- **GIVEN DATA**:
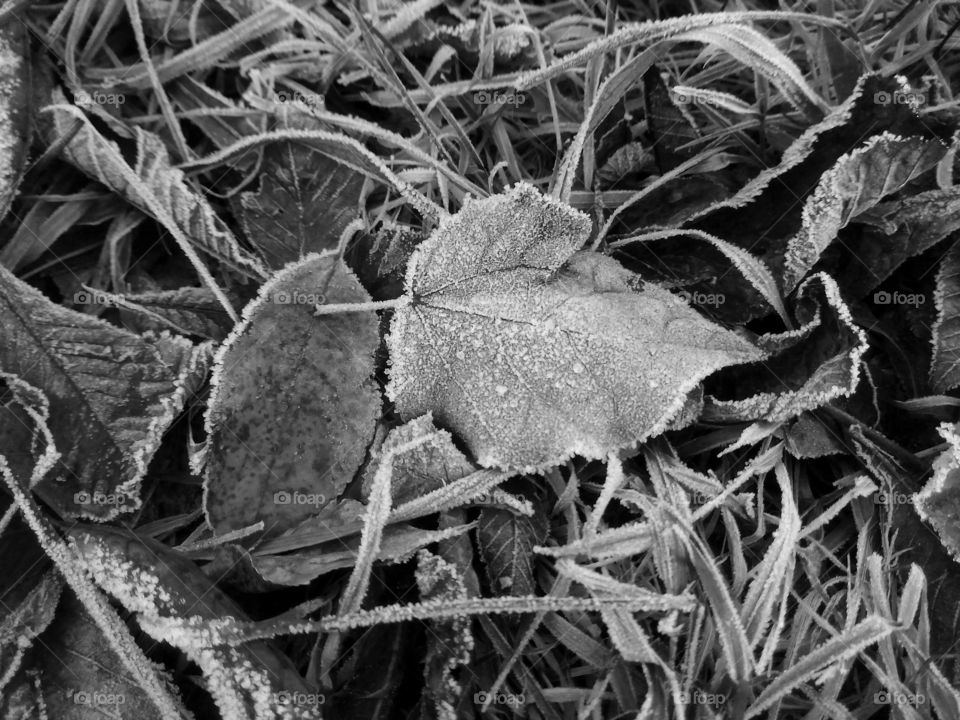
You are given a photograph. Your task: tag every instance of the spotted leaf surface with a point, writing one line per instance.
(294, 403)
(533, 352)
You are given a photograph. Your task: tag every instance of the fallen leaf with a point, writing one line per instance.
(304, 203)
(112, 395)
(531, 360)
(293, 402)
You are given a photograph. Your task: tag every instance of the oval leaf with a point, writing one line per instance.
(293, 402)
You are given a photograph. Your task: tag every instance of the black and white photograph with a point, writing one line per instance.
(479, 359)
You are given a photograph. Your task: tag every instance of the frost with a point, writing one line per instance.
(112, 394)
(800, 377)
(945, 364)
(163, 190)
(427, 466)
(492, 303)
(938, 503)
(14, 102)
(177, 604)
(857, 182)
(295, 389)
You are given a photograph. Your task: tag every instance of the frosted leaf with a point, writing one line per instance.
(823, 364)
(82, 677)
(425, 467)
(938, 503)
(175, 603)
(449, 643)
(857, 182)
(889, 234)
(182, 210)
(21, 622)
(112, 395)
(499, 299)
(506, 542)
(293, 401)
(186, 310)
(304, 203)
(399, 543)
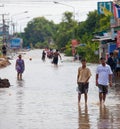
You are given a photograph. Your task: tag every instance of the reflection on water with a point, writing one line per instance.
(47, 99)
(104, 121)
(83, 117)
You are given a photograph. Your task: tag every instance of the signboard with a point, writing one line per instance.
(106, 5)
(74, 44)
(15, 43)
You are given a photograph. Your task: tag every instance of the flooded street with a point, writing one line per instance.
(46, 98)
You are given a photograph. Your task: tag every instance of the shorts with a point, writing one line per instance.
(103, 88)
(83, 88)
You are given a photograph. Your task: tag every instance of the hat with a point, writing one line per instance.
(102, 58)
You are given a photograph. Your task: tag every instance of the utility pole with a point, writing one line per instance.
(4, 28)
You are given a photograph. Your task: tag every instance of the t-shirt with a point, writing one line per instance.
(103, 74)
(83, 74)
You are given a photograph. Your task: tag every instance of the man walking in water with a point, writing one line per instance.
(20, 67)
(83, 76)
(103, 78)
(55, 57)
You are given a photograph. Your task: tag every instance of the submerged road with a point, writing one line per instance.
(46, 98)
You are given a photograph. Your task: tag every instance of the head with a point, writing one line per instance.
(83, 61)
(20, 56)
(111, 53)
(103, 61)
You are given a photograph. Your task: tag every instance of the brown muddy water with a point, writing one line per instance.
(46, 98)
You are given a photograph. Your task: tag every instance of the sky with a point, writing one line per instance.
(15, 10)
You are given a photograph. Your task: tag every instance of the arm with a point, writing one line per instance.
(96, 79)
(110, 80)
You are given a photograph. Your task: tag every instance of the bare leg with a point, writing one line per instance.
(85, 98)
(20, 76)
(79, 98)
(104, 97)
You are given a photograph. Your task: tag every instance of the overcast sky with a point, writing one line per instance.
(46, 8)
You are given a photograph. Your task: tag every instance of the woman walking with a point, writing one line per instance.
(20, 67)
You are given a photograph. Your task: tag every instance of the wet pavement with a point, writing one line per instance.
(46, 98)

- **EXERCISE BRIEF**:
Pictures are to be left out; please print the rest of the records above word for word.

- **TASK RESPONSE**:
You are given a photograph. Your task: tag every instance of the spotted leaf surface with a point, writing one line per instance.
(294, 403)
(533, 352)
You are given a photograph. Your task: tag every instance of the fallen leaf with a point, writing one line per instance.
(304, 203)
(112, 395)
(531, 360)
(293, 402)
You are given a photograph. Your task: tag every instance of the oval leaf with a point, writing one line per instance.
(293, 402)
You are given a photograph. Your task: tag every instance of the black and white photograph with a point, writing one line per instance.
(479, 359)
You are given a photograph. Your task: tag every instance of the frost with a point, writing one line per instance.
(112, 394)
(800, 377)
(945, 364)
(163, 190)
(427, 466)
(492, 303)
(938, 503)
(14, 102)
(177, 604)
(857, 182)
(295, 389)
You are given a photograph. Your task: tag every instance of the frosted leaf with a point, writing one line per instance.
(823, 364)
(82, 677)
(425, 467)
(938, 503)
(175, 603)
(449, 643)
(857, 182)
(889, 234)
(182, 210)
(21, 622)
(112, 395)
(499, 299)
(506, 542)
(293, 401)
(186, 310)
(304, 203)
(399, 543)
You are given a photograph. Your task: tag every instance of the reflection on water with a point, writing one line per instance.
(47, 99)
(104, 121)
(83, 117)
You are given a photograph. Your task: tag every instance of the signboard with a point, writing one line per instance.
(106, 5)
(74, 44)
(15, 43)
You are given a photograph. Your task: tag every instance of the flooded street with a point, writing one line per instance.
(46, 98)
You are given a photograph. Your task: tag every instance of the shorts with a point, writing one line per instance.
(103, 88)
(83, 88)
You are given a photograph. Your task: tag every instance of the hat with a point, writing one line per instance.
(102, 58)
You are given a photograph. Your task: tag every instance of the utility pole with a point, writing one line per instance.
(4, 28)
You are given a photograph. Your task: tag every instance of the t-shirt with a point, writing one line per instance.
(103, 74)
(83, 74)
You are given a photograph. Your task: tag every instance of the man walking in water with a point, writing one line per instance.
(20, 67)
(83, 76)
(103, 78)
(55, 57)
You are given a photograph. Your task: tag every instance of the submerged road with a point, writing one line per instance.
(46, 98)
You are given a photograph. Your task: tag every instance of the head with a point, writing one line per instance.
(83, 61)
(20, 56)
(111, 53)
(103, 61)
You are given a photograph. Your task: tag every instance of the brown muddy water with a point, writing one line per instance.
(46, 98)
You are given a photograph. Your task: tag every instance of the sky with a point, writing one line per instance.
(15, 10)
You are given a photograph. Your task: tag every instance of the arm with a point, writing one line per instance.
(96, 79)
(110, 80)
You are given a photograph. Your task: tag every instance of the bare leg with a point, writing one line per instance.
(85, 98)
(20, 76)
(79, 98)
(104, 97)
You are given a photograph. Your task: tag every instance of the overcast sky with a point, writing one line per instance.
(46, 8)
You are given a photograph. Your task: tag every instance of the woman walking with a point, writing one line per instance.
(20, 67)
You are given a photograph. Your task: tag every instance of the wet pavement with a point, writing one line per instance.
(46, 98)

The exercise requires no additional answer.